## WRITTEN PROBLEM
Replace "Annotation task" with "Labeling job" throughout the rows below, and return all of them with nothing else changed.

Records of labeled points:

start

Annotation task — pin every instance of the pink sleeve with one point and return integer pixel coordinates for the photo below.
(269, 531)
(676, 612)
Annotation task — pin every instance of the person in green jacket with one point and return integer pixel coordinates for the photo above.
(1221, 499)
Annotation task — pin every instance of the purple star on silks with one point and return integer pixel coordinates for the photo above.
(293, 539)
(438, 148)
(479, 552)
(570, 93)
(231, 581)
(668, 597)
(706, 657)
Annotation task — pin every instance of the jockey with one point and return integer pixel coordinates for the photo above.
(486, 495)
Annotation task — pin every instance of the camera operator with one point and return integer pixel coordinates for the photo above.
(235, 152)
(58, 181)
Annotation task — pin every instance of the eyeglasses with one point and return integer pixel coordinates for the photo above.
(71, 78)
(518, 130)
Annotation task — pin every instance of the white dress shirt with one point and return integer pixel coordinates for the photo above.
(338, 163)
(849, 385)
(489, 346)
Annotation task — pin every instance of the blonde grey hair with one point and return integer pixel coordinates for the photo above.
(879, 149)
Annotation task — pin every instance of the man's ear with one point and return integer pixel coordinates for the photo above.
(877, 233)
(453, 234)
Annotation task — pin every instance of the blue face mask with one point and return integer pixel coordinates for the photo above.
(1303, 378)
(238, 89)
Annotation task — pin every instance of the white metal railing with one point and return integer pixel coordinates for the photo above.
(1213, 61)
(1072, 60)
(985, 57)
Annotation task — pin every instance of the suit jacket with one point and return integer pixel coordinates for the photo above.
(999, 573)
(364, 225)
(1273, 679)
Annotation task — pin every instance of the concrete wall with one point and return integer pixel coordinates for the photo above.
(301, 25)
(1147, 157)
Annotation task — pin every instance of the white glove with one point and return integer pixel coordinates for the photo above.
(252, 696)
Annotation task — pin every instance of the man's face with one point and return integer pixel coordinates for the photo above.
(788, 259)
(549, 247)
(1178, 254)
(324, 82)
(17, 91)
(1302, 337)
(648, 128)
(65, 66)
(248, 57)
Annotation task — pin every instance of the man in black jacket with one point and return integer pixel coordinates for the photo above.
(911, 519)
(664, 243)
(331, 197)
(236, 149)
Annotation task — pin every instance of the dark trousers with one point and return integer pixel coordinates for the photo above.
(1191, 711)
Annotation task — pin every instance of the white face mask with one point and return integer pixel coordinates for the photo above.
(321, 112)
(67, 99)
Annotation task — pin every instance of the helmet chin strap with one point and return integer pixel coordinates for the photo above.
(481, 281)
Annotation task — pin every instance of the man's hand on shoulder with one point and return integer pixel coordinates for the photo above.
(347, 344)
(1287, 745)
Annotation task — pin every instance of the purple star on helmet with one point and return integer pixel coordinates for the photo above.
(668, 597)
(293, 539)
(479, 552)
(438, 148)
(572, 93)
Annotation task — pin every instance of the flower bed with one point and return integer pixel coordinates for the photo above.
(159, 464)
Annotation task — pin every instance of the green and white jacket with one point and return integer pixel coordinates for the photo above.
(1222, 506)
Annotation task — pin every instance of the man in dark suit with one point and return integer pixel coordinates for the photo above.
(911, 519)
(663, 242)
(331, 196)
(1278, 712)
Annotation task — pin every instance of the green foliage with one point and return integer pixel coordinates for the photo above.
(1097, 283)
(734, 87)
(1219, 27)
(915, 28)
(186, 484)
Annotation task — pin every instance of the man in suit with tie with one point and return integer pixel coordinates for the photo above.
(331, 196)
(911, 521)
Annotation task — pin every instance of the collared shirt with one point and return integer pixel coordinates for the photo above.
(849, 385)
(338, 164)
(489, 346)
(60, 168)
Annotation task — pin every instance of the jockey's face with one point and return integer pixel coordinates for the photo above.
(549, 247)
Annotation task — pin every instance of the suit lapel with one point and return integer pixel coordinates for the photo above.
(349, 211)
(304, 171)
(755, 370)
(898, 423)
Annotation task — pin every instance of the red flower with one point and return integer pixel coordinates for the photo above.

end

## REPLY
Labeling job — pin every instance of the pink sleeve with one point and return integer pixel coordinates for the photo below.
(269, 531)
(676, 612)
Labeling job — pin every instance of the person in green jacket with one point and return integer pixel coordinates for the photo above.
(1221, 499)
Labeling job — pin every instance of the purple star on silks with one point and return integer pixel coordinates for the photo above.
(293, 539)
(438, 148)
(479, 552)
(570, 93)
(231, 581)
(668, 597)
(706, 657)
Labeling job — pin every instance of the jockey with one point and return integer pixel coordinates for the photo above.
(486, 495)
Labeling job — pin every instance of the camera operator with one point and return integer pixel coordinates for the photo above.
(235, 152)
(58, 181)
Labeling job — pin every instance of the eyeglasses with one point and return integer pixel coordinates for the photo above.
(71, 78)
(518, 130)
Labeling job — pin every instance of the white dress shirt with one point and return integer pixel coordinates for the photo above.
(338, 163)
(849, 385)
(489, 346)
Labeling job — pin every instance of the blonde grey hair with one point and return integer pixel coordinates for the photo above.
(879, 149)
Labeling job — pin every instance of the man's ear with one point and return integer pixel coordinates for the photo above.
(877, 233)
(453, 234)
Labeling job — pin every instance of the blue face mask with one point and return integer pixel coordinates for the photo above.
(1303, 378)
(238, 89)
Labeling job — pin every instance of the white metal railing with one point and return integer pixel coordinates for the photo above.
(1213, 61)
(1072, 60)
(985, 57)
Labeling job — pin every instance of the suit jacket with one point and return integer pixel coordinates for the photo above.
(999, 573)
(364, 225)
(1273, 679)
Labeling job — pin every instance of the concrete wall with one point and return integer pixel coordinates for the photo above.
(301, 25)
(1147, 157)
Labeling job — pin every instance of the white glove with one point and return integer pixel coordinates for the photo above.
(252, 696)
Labeling job — pin every instance of the man's face with one point and return integer pixel coordinates for the photo above.
(788, 259)
(549, 247)
(1178, 254)
(324, 82)
(17, 91)
(1302, 337)
(648, 128)
(65, 66)
(248, 57)
Labeling job — pin every instance of the man in black jacket with one point and return integer pixel coordinates for the photo above.
(911, 519)
(664, 243)
(331, 197)
(236, 149)
Labeling job — pin every instance of the dark trousers with one point and return integer pixel coordinates for the photo above.
(1191, 711)
Labeling job — pin every instance of the white face mask with one point and return integer pixel coordinates for the photo above.
(321, 112)
(67, 99)
Labeling job — pin every instance of the helmet chin strap with one point and return integer pixel coordinates for the photo above.
(481, 281)
Labeling job — pin every instance of the man's hand on shoulder with one point and return integer pixel coordinates for the photo above.
(347, 344)
(1287, 745)
Labeling job — pin every instance of the purple star on helmet with one point and return integer pixel coordinates for the photo above.
(668, 597)
(293, 539)
(479, 552)
(438, 148)
(572, 93)
Labeling job — pin every instance of the flower bed with one point and return integer pixel coordinates for the photo above.
(159, 464)
Labeling job — pin every instance of the green and white jacket with one point and return integer pixel coordinates for the photo above.
(1222, 506)
Labeling job — pin every instance of the man in dark suit with one point and return integer pixel coordinates for the photo above.
(911, 519)
(663, 242)
(331, 196)
(1278, 712)
Labeling job — pin every instance of the green foliage with one point and return integer pixel coordinates for the photo above.
(1097, 283)
(734, 87)
(1219, 27)
(915, 28)
(186, 484)
Labeling job — pin every instance of the man in suit with tie with one point and return integer pixel coordinates for the photo above.
(331, 196)
(911, 521)
Labeling job — pin every instance of the collared shirt with one point and return integer pixel coordinates for the photo above.
(849, 385)
(338, 164)
(489, 346)
(60, 168)
Labeling job — pin every instance of the jockey's face with one point and return integer pixel coordinates for the photo above.
(549, 247)
Labeling job — pin every instance of the suit lapel with one point and return integer pixel coordinates for the photo above.
(349, 211)
(304, 171)
(755, 370)
(898, 423)
Labeling job — pin every instance of the red flower with one point and return integer pixel coordinates for the photo above.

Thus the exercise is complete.